[CONSIGNES DE TRAVAIL] Traduisez en anglais, s'il vous plaît, cette phrase de la lettre ouverte : « Un peuple sans poésie serait un peuple sans rêve. »

[EXTRAIT À LIRE]
______

Lettre ouverte à François Hollande
Monsieur le Président,
De divers côtés nous parviennent des informations préoccupantes concernant la vie culturelle et singulièrement la place faite à la poésie aujourd’hui en France. La dernière en date, et l’une des plus préoccupantes, concerne le Printemps des poètes dont chacun sait le rôle, depuis de nombreuses années, pour que la poésie vive, s’exprime et se diffuse dans l’ensemble du pays.
Le Ministère de l’Éducation, qui contribue depuis toujours au fonctionnement de cette association, vient en effet de réduire de 60 000 euros la subvention qu’il lui verse. Ce qui met le Printemps des poètes dans une grande difficulté.
On invoquera sans doute la rigueur des temps et la nécessité de faire des économies… Mais cette rigueur semble pour l’instant inégalement répartie.
Serait-ce qu’au sein du gouvernement (et singulièrement au Ministère qui a pour mission l’éducation de la jeunesse) la poésie est considérée comme un luxe, un supplément d’âme dont la plupart de nos concitoyens pourraient se passer sans dommage majeur ?
Si tel était le cas, ce serait une erreur grave.
La poésie n’est pas qu’un jeu gratuit sur les mots. Même si cette dimension ludique fait partie de ses possibilités. Ou si c’est un jeu, il est vital, comme est vital le jeu pour le développement de l’enfant et sa aptitude à grandir. La poésie est la manifestation de la capacité des êtres humains à « habiter le monde », à le faire leur, à s’ouvrir aux autres, à ressentir plus vivement le réel en même temps qu’à le rêver, à le transformer par le recours à l’imagination. Elle est, au meilleur d’elle, une lucidité sensible, une des formes les plus hautes de la conscience.
Un peuple sans poésie serait un peuple sans rêve.

______

[LIGNES EXTRAITES]
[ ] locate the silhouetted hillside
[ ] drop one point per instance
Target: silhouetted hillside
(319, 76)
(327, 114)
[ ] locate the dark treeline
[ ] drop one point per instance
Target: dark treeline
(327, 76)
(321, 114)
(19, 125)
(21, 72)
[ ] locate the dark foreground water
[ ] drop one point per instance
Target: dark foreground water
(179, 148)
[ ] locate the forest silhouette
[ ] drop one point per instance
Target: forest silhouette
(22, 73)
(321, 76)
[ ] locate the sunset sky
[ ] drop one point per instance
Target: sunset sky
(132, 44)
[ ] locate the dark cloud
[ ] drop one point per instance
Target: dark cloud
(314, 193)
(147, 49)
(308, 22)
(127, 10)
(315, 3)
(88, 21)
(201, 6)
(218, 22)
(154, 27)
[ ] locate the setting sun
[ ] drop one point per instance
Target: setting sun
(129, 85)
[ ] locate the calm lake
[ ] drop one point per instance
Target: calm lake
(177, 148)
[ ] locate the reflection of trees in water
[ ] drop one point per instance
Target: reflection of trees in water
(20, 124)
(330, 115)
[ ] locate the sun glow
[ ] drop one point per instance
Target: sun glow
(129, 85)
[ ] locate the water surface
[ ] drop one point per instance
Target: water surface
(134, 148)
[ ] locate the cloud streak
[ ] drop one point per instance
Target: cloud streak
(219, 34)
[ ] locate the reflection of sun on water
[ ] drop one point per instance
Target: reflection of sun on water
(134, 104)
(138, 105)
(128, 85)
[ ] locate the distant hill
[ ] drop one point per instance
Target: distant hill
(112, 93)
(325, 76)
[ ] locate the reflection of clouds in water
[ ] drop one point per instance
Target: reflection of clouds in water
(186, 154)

______

[CORRIGÉ] A people without poetry would be a people without dreams.